=== Alıştırma 1 ===
Aykut Başaran anmasına ilişkin metne göre Kenan Temir, HDP Eskişehir örgütüne hangi gerekçeyle minnettarlığını ifade etmektedir? Bir ila üç cümleyle açıklayınız.
=== Alıştırma 2 ===
Aykut Başaran anmasına ilişkin metni iki cümleyle özetleyiniz.
=== Alıştırma 3 ===
Aykut Başaran anmasına ilişkin metni kaldığı yerden sürdürünüz.
---------- Kaynak Metin ----------
İlk söz alan mücadele arkadaşı Kenan Temir, “Öncelikle geleneği geleceğe bağlayan bu anmayı gerçekleştiren HDP Eskişehir örgütüne Aykut Başaran yoldaşın arkadaşları adına minnettarlığımızı ifade etmek istiyorum. HDP gerçekten de bu topraklardaki direniş geleneğinin bütün renklerini taşıyan ve temsil eden, bu çarpık sistemin yerine barışın, eşitliğin kardeşliğin ülkesini kurmaya aday bir parti olduğunu bütün alanlarda ve bugün de burada devrimci bir önderimizin anmasında gösteriyor” diye konuştu. Kenan Temir Aykut Başaran’ı şöyle anlattı: “Aykut Başaran 1950’de doğdu – 2008’de Eskişehir’ de kaybettik. Biri erkek (Yalçın) biri kız (Kıvılcım) iki çocuğu var. 1967 Hacettepe Üniversitesinde Sosyalist Fikir Kulübü ve DEV GENÇ üyesi; Dr. Hikmet Kıvılcımlı’nın yayınladığı Sosyalist Gazete çevresinin 12 Mart döneminde oluşturduğu yapının iç Anadolu Bölge yöneticisi; 1974 de Ankara Demokratik Yüksek Öğrenim Derneğinin kurucularından; 1974 de Ankara devrimci gençliğinin, ABD dış işleri bakanı Kissinger’i, ziyaret için geldiği gün ÖDTÜ’de gerçekleştirdiği protesto eyleminin örgütleyicilerinden; 12 Mart’tan çıkışta gizli çevre tarafından kurulan TSİP kurucusu TKP (R) reorganizasyon yöneticisi; 1976 TKP (B) kurucularından; 1980 sonrası HEP genel merkez yöneticisi; Kuruçeşme tartışmalarının ardından kurulan ÖDP üyesi; ÖDP içindeki Ekmek ve Gül, sonra ÖDP’den koparak kurulan şimdiki SYKP'nin öncülü Sosyalist Emek Hareketinin etkin üyesi ve İşçilerin Kardeşliği Partisi Eskişehir il yöneticiliği görevlerini yaptı.”
---------- Veri Kesiti ----------
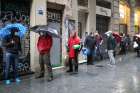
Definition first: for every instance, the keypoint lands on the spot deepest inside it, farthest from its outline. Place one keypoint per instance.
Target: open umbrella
(7, 30)
(44, 28)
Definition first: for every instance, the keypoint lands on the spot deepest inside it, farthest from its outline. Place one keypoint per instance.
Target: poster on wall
(11, 13)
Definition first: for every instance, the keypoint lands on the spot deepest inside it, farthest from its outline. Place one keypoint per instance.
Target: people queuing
(74, 48)
(12, 45)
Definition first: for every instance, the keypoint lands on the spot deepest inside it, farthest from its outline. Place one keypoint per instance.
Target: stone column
(36, 19)
(114, 21)
(132, 18)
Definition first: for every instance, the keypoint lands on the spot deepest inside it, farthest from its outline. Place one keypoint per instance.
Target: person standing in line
(90, 44)
(74, 49)
(111, 44)
(99, 41)
(44, 46)
(12, 46)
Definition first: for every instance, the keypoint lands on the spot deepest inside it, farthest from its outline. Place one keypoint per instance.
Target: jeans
(111, 57)
(11, 59)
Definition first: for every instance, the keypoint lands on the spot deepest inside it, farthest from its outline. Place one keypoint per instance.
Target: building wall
(36, 19)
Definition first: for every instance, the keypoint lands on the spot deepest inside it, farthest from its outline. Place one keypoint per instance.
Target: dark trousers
(44, 59)
(11, 59)
(73, 63)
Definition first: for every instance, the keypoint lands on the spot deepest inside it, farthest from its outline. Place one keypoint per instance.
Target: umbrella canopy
(7, 30)
(44, 28)
(137, 35)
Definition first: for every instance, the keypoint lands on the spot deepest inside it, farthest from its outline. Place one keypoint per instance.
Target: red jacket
(44, 44)
(71, 42)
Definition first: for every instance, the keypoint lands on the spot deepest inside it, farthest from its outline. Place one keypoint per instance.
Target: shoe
(68, 71)
(18, 80)
(110, 65)
(40, 76)
(50, 79)
(7, 82)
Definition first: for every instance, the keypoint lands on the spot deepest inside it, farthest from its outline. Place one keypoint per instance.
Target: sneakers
(18, 80)
(50, 79)
(7, 82)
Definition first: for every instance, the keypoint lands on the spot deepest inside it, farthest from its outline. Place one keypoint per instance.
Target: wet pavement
(99, 78)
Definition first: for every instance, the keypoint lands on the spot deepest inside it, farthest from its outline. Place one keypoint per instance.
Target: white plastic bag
(135, 45)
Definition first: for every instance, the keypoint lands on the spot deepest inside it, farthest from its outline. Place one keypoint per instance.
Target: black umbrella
(44, 28)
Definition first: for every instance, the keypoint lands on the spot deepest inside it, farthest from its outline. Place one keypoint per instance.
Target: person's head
(14, 31)
(109, 33)
(73, 33)
(42, 33)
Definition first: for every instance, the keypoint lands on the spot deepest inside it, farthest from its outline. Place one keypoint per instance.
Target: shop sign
(103, 11)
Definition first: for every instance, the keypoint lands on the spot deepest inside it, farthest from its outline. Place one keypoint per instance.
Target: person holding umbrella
(12, 46)
(44, 46)
(111, 45)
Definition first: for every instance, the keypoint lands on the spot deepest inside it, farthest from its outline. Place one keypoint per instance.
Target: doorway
(54, 20)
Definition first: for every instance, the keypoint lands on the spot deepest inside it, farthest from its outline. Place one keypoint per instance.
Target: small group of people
(136, 45)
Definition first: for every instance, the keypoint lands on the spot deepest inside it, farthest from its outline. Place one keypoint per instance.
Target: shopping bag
(135, 45)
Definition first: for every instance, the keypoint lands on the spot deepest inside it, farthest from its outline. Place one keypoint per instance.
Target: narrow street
(99, 78)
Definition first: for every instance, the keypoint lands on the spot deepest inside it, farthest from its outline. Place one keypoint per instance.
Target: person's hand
(12, 41)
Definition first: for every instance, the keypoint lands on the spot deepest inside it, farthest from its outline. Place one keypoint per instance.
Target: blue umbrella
(7, 30)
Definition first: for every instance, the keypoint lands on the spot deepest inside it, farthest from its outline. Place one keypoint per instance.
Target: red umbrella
(117, 37)
(137, 35)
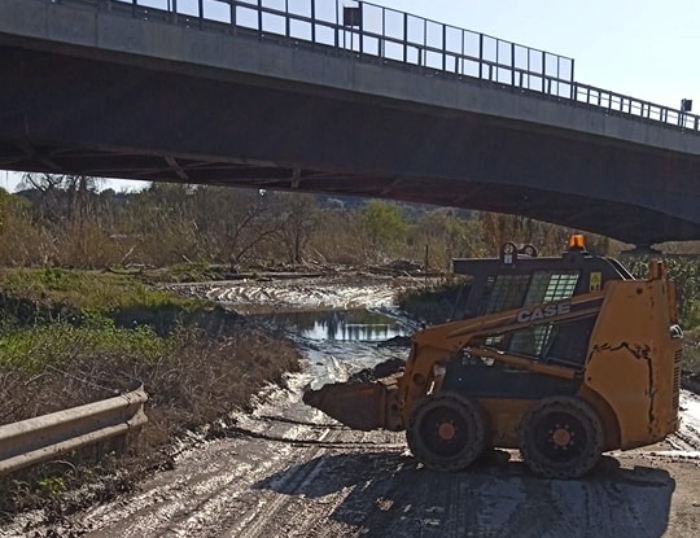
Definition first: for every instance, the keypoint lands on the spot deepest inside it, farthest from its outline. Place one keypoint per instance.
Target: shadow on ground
(390, 495)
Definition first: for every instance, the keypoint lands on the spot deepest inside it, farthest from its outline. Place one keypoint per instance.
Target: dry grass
(203, 379)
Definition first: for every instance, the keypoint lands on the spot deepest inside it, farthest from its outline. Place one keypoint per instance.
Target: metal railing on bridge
(373, 33)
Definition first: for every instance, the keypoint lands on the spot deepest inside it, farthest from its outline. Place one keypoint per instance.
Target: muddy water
(340, 325)
(287, 470)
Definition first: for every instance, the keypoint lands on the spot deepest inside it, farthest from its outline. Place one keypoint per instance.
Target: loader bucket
(360, 406)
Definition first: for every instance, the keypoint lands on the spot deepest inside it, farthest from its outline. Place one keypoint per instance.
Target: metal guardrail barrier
(43, 438)
(373, 33)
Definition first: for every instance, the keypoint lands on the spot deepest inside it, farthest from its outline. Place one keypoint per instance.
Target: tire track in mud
(257, 522)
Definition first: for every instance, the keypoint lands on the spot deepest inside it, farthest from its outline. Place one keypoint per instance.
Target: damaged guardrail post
(39, 439)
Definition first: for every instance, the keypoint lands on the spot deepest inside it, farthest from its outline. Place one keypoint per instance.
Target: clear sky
(643, 48)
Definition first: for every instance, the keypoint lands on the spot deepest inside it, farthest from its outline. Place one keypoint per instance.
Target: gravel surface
(288, 471)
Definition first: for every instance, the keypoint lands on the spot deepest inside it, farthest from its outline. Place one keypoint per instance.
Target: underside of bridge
(72, 112)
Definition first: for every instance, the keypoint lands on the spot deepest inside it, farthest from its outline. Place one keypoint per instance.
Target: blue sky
(642, 48)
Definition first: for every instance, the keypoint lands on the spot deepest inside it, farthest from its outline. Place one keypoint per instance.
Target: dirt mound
(383, 369)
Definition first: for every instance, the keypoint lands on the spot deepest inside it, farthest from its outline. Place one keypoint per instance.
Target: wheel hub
(561, 437)
(446, 431)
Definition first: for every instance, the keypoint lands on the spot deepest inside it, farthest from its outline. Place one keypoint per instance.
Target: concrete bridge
(359, 101)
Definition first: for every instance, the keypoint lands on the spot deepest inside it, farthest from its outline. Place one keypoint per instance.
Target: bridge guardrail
(376, 33)
(39, 439)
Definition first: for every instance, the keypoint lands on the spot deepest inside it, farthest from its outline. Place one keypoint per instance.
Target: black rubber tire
(583, 438)
(465, 417)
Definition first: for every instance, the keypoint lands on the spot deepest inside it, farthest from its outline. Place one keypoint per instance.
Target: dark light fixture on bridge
(352, 16)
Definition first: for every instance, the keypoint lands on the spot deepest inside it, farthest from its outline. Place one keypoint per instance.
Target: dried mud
(286, 470)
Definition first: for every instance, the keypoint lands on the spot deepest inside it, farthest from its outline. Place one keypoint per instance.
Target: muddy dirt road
(289, 471)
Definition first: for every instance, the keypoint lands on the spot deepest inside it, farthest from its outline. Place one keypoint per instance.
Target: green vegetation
(72, 337)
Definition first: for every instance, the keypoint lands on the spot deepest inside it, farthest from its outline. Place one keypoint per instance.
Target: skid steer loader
(561, 357)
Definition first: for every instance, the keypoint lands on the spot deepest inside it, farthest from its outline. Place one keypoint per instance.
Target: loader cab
(519, 279)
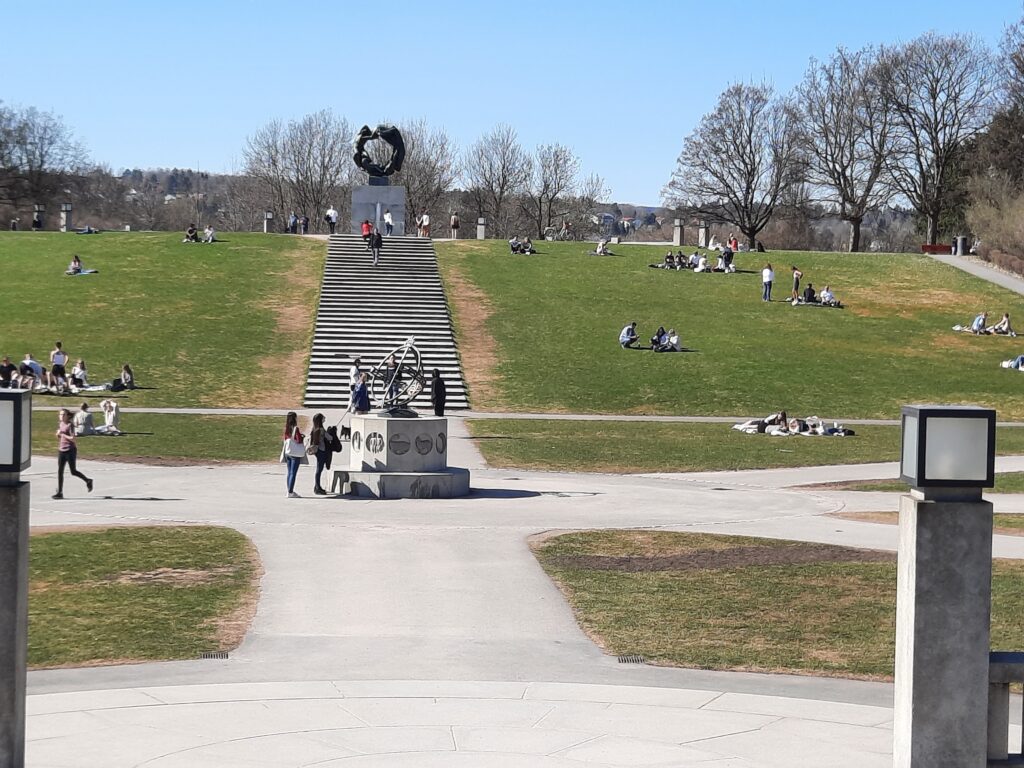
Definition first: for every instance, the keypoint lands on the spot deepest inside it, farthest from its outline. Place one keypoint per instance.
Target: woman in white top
(767, 278)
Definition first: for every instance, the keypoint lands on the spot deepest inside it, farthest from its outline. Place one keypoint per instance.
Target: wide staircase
(367, 311)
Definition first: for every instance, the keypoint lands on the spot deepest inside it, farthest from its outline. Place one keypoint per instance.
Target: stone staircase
(368, 311)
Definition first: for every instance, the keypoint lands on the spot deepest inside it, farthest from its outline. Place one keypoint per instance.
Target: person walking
(293, 453)
(68, 453)
(318, 446)
(767, 278)
(438, 392)
(376, 243)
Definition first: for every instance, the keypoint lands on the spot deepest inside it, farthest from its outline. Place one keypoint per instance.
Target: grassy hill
(539, 333)
(221, 325)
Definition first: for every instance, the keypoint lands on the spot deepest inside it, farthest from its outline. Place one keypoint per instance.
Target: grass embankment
(221, 325)
(171, 437)
(658, 446)
(138, 594)
(739, 603)
(539, 334)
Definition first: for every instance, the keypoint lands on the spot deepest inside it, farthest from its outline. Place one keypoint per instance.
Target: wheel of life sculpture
----------
=== Yazılı Yanıt 1 ===
Kenan Temir, geleneği geleceğe bağlayan bu anmayı gerçekleştirdiği için HDP Eskişehir örgütüne Aykut Başaran'ın arkadaşları adına minnettarlığını ifade etmektedir. Ona göre HDP, bu topraklardaki direniş geleneğinin bütün renklerini taşıyan bir parti olduğunu devrimci bir önderin anmasında da göstermektedir.

=== Yazılı Yanıt 2 ===
Anmada ilk söz alan Kenan Temir, anmayı gerçekleştiren HDP Eskişehir örgütüne Aykut Başaran'ın arkadaşları adına minnettarlığını ifade etti. Temir, 1950'de doğan ve 2008'de Eskişehir'de kaybedilen Başaran'ın 1967'deki DEV GENÇ üyeliğinden İşçilerin Kardeşliği Partisi Eskişehir il yöneticiliğine uzanan siyasi geçmişini anlattı.

=== Yazılı Yanıt 3 ===
Temir konuşmasını şöyle sürdürdü: “O komünistlik ve kardeşliği eşitlemiş bir insandı. Bugün bütün insani ilişkilere hakim olan kapitalist değerleri hiçbir zaman önemsemedi. Eline geçen bütün olanakları partisine, sosyalist harekete, hesapsız vermekten çekinmedi. Hiç kimseyle çıkar ve hiyerarşiye dayalı bir ilişki kurmadı. Onun için herkes eşitti ve o da herkesle eşitti. Tam bir proleter aydındı. Aydınlıktı. Bütün ilişkilerini sosyalizme katmak amaçlı değerlendirdi. 12 Eylül karanlığında ağır işkencelerden yüzünün akıyla, devrimci onuru koruyarak çıktı. Yaşadığı tüm zorluklara, imkânsızlıklara, işkencelere rağmen devrimci mücadelede bir an bile geride kalmadı.”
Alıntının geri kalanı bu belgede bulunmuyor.